● **ИСХОДНЫЙ ТЕКСТ**
ДИНАСТИЯ

 

ЧАНОВ Вячеслав Викторович. Вратарь. Мастер спорта. Сын известного вратаря Виктора Чанова, выступавшего за донецкий «Шахтер» и ЦДКА. Старший брат Виктора Чанова, голкипера киевского «Динамо» и сборной СССР.

Родился 23.10.1951 года. Выступал за «Шахтер» (Донецк) — 1968-78, «Торпедо» (Москва) — 1979-84, «Нефтчи» (Баку) — 1985-86, ЦСКА — 1987, СКА ЗГВ — 1988-89, где стал 2-кратным чемпионом ВС, «Оптик» (Ратенов, Германия, обер-лига ФРГ) — 1990-94.

276 матчей в чемпионатах СССР. В списке «33 лучших» — 3 раза. Приз журнала «Огонек» как лучшему вратарю страны — 1981 год.

Выступал за национальную и олимпийскую сборную СССР. Чемпион Европы 1972 года среди студенческих сборных. Третий призер юношеского турнира УЕФА 1969 года. Капитан олимпийской сборной — 1983 год.

С 1995 по 1999 год (с перерывом) — тренер вратарей в команде ЦСКА.

С 2000 года — директор ДЮСШ города Реутова (Московская область).

Один из самых надежных вратарей страны. Мастер по отражению пенальти.

 

ЦЕХОВОЙ МАСТЕР

 

Конечно, информационный повод у меня был...

Я знал, что в подмосковном Реутове он открыл свою детскую футбольную школу, где не просто директорствует, но и набирает класс вратарей, и что ребятишкам 83-92-го годов рождения стоит только добраться до метро «Новогиреево», отыскать семнадцатый номер автобуса и минут через пятнадцать сойти у стадиона «Старт».

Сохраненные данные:

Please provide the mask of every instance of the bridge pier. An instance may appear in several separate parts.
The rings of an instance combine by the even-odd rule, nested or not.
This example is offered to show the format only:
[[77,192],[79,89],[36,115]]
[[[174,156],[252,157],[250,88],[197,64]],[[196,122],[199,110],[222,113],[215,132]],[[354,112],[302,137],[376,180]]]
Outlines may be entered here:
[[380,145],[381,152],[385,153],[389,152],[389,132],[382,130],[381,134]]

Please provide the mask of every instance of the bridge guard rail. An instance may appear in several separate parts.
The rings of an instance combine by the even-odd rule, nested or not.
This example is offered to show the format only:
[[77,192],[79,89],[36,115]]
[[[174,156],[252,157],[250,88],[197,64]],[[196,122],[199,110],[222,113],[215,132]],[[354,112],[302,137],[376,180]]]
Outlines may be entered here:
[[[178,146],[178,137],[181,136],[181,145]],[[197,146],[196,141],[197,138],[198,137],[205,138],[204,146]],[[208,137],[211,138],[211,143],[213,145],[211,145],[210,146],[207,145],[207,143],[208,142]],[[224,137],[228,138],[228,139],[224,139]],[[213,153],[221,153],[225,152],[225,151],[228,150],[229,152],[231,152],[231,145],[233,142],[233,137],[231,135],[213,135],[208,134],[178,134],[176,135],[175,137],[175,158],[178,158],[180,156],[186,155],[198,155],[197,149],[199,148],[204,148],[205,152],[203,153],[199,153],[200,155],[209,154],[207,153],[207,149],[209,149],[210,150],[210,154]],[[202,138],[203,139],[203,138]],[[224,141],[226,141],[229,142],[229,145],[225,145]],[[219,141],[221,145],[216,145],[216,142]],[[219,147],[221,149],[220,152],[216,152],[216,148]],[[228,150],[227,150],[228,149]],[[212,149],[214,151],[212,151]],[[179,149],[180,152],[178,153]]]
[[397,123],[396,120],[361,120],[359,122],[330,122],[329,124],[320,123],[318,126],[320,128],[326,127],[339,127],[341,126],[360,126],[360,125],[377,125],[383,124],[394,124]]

● **УСЛОВИЯ ЗАДАНИЙ**
1. В каком году Вячеслав Чанов, согласно тексту о нем, получил приз журнала «Огонек» как лучший вратарь страны?
2. Перечислите все строки записей, в которых встречается слово «separate», и приведите каждую из них целиком.

● **РЕШЕНИЯ ЗАДАНИЙ**
1. В 1981 году.

2.
Please provide the mask of every instance of the bridge pier. An instance may appear in several separate parts.
Please provide the mask of every instance of the bridge guard rail. An instance may appear in several separate parts.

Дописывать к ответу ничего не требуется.